- Ausgangstext -
######
Krieg in Israel bedeutet nicht nur Alarm, Schockstarre und angstvolles Warten im Schutzraum, sondern auch das Bewusstsein, Teil einer Gemeinschaft zu sein und eine große Bereitschaft, sich (kreativ) zu engagieren.

»Wir haben kein anderes Land«, »Mal wieder stärkt ein Feind unser Zusammengehörigkeitsgefühl«, »Der Hamas ist es egal, wen du und ich gewählt haben (bezogen auf die heftigen Auseinandersetzungen bezüglich der Justizreform) – für die sind wir ›einfach nur‹ Juden«.
######
- Material -
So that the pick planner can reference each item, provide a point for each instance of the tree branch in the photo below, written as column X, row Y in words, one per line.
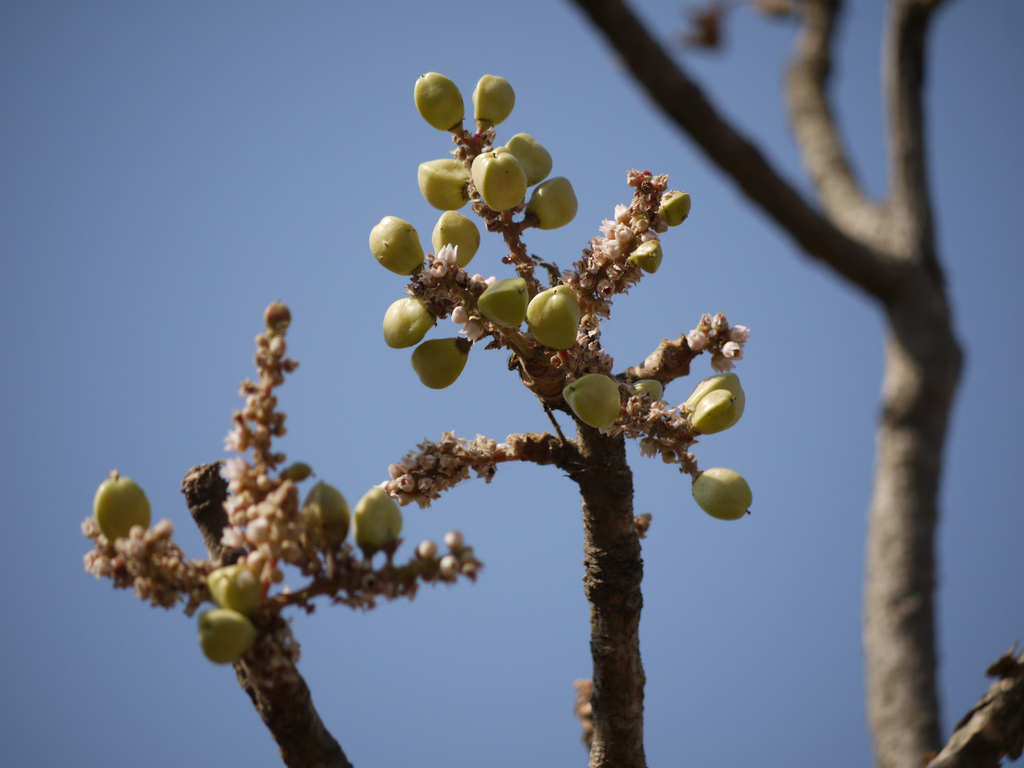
column 267, row 674
column 737, row 157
######
- Aufgabe im Detail -
Bearbeite den Ausgangstext über den Krieg in Israel: Gib ihn beginnend bei „Krieg in Israel“ und endend bei „(kreativ) zu engagieren.“ erneut wieder und ersetze darin „Schutzraum“ durch „Bunker“. Das Material ist vom Ausgangstext getrennt zu betrachten.

- Lösung -
Krieg in Israel bedeutet nicht nur Alarm, Schockstarre und angstvolles Warten im Bunker, sondern auch das Bewusstsein, Teil einer Gemeinschaft zu sein und eine große Bereitschaft, sich (kreativ) zu engagieren.